## BEGIN Materials provided

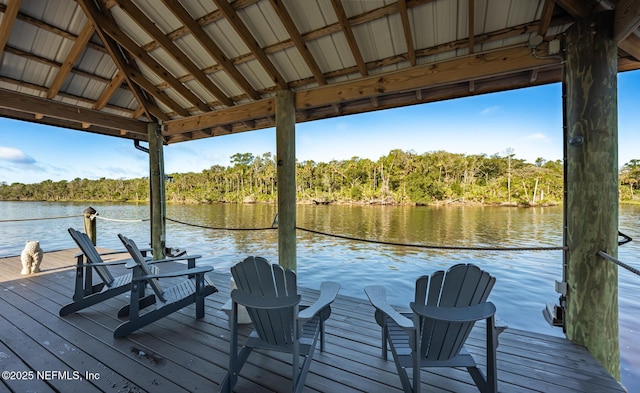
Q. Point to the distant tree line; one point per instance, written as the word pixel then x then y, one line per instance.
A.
pixel 400 177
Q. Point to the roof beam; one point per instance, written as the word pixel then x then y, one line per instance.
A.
pixel 35 105
pixel 72 57
pixel 211 47
pixel 631 45
pixel 627 19
pixel 408 35
pixel 545 18
pixel 430 75
pixel 234 20
pixel 575 8
pixel 107 93
pixel 109 27
pixel 351 38
pixel 297 39
pixel 150 28
pixel 92 12
pixel 8 19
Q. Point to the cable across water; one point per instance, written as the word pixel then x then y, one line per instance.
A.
pixel 380 242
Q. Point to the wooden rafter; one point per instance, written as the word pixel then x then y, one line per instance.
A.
pixel 631 45
pixel 141 19
pixel 406 27
pixel 72 57
pixel 451 71
pixel 627 19
pixel 109 27
pixel 211 47
pixel 575 8
pixel 351 38
pixel 107 93
pixel 51 63
pixel 92 11
pixel 234 20
pixel 296 37
pixel 545 18
pixel 43 107
pixel 9 17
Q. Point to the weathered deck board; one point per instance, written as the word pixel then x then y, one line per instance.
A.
pixel 180 353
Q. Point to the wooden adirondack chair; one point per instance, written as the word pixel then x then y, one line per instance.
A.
pixel 193 289
pixel 445 309
pixel 271 298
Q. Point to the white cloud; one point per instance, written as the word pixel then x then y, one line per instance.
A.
pixel 490 110
pixel 15 156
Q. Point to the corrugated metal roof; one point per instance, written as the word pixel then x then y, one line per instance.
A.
pixel 255 44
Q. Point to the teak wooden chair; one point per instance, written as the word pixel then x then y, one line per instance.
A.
pixel 193 289
pixel 445 309
pixel 271 298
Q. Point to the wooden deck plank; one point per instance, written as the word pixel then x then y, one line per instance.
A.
pixel 180 353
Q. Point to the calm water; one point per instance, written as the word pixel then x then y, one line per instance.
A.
pixel 525 280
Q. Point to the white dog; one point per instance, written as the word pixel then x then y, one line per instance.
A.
pixel 31 257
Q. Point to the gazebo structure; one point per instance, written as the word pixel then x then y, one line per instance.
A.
pixel 167 71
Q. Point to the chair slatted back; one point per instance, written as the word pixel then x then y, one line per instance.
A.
pixel 91 255
pixel 461 286
pixel 256 276
pixel 146 269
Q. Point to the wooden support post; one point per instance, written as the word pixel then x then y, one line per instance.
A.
pixel 90 224
pixel 592 188
pixel 156 184
pixel 286 159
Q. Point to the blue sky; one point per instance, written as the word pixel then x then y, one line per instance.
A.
pixel 527 121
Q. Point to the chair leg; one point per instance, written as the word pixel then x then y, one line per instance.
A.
pixel 144 302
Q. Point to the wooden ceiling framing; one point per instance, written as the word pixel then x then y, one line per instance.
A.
pixel 114 65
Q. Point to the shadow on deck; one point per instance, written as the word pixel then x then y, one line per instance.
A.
pixel 46 353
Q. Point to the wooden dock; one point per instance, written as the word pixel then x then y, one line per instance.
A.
pixel 181 354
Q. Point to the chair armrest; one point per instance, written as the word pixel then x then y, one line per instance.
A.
pixel 132 263
pixel 257 301
pixel 456 314
pixel 328 292
pixel 180 258
pixel 377 295
pixel 186 272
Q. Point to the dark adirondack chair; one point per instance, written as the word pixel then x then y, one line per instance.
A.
pixel 271 298
pixel 445 309
pixel 86 293
pixel 193 289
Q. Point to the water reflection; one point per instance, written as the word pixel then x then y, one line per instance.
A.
pixel 525 280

## END Materials provided

Prompt
Copy all of the material above verbatim, leaving out the pictures.

Answer below
Q. Point to the distant tree line; one point per instance, written as the word pixel then x then y, one line per instance.
A.
pixel 400 177
Q. Point to the roof beam; one point per instance, written as the word pixel then x then y, one line per instance.
A.
pixel 35 105
pixel 72 57
pixel 211 47
pixel 631 45
pixel 627 19
pixel 408 35
pixel 545 18
pixel 430 75
pixel 234 20
pixel 575 8
pixel 107 93
pixel 109 27
pixel 351 38
pixel 297 39
pixel 150 28
pixel 92 12
pixel 8 19
Q. Point to the cable across water; one point per instance, written as the word pixel then x then y, one line per instance.
A.
pixel 380 242
Q. Point to the wooden rafter; one point per instance, written as the word pixel then x then y, one line per instance.
A.
pixel 631 45
pixel 141 19
pixel 406 27
pixel 72 57
pixel 451 71
pixel 627 19
pixel 109 27
pixel 211 47
pixel 575 8
pixel 351 38
pixel 107 93
pixel 51 63
pixel 92 11
pixel 234 20
pixel 296 37
pixel 545 18
pixel 43 107
pixel 9 17
Q. Point to the weathered deck board; one point per instance, written as the word pixel then x then y, one line per instance.
A.
pixel 180 353
Q. Point to the wooden adirondack chair; one point per instance, written as the word pixel then x then y, one line per instance.
A.
pixel 193 289
pixel 445 309
pixel 271 298
Q. Point to the white cloud; one point per instance, written as the word pixel then x then y, one line per instance.
A.
pixel 490 110
pixel 15 156
Q. Point to the corrugated metal roof; one point per instance, written as the word pixel then x then y, one line per instance.
A.
pixel 255 44
Q. Point to the teak wooden chair; one point per instance, written as the word pixel then x then y, one line per instance.
A.
pixel 193 289
pixel 445 309
pixel 271 298
Q. Point to the wooden deck plank; one point per instance, written as the word pixel then x then y, one line per instance.
A.
pixel 180 353
Q. Point to the calm water; one point per instance, written as the word pixel then x then y, one line per instance.
A.
pixel 525 280
Q. Point to the white dog; one point per instance, written as the word pixel then x then y, one line per instance.
A.
pixel 31 257
Q. Point to the gazebo structure; one point per instance, written as the word pixel then x then y, one line per instance.
A.
pixel 167 71
Q. Point to the chair slatted back; one point per instance, written as the word pixel then x then y, one line per instance.
A.
pixel 91 255
pixel 461 286
pixel 256 276
pixel 146 269
Q. Point to the wooden support post; one point per instance, written as the word pixel then x then y, one line per instance.
A.
pixel 90 224
pixel 592 188
pixel 156 184
pixel 286 159
Q. Point to the blue sky; one point per instance, written as the word pixel then x then y, one line per instance.
A.
pixel 527 121
Q. Point to the chair leg; one point per instance, written as the word pixel then x then y, one line per instance.
A.
pixel 144 302
Q. Point to the wooden ceiling framing; one point per instance, written as the word pixel then x then y, one line per instance.
A.
pixel 114 65
Q. Point to the shadow on deck; one point per instance, written as the word pixel then x then y, one line per instance.
A.
pixel 46 353
Q. Point to the wooden dock; one point per instance, written as the word pixel then x then y, one line per instance.
A.
pixel 181 354
Q. Point to the chair armrest; one point per instance, written as the word pixel then x then y, one line per instance.
A.
pixel 132 263
pixel 257 301
pixel 456 314
pixel 328 292
pixel 180 258
pixel 377 295
pixel 186 272
Q. Point to the dark adirondack chair; one point per instance, written as the word pixel then x then y, one line per instance.
A.
pixel 271 298
pixel 445 309
pixel 86 293
pixel 193 289
Q. Point to the water reflection; one point per instance, written as the word pixel then x then y, one line per instance.
A.
pixel 525 280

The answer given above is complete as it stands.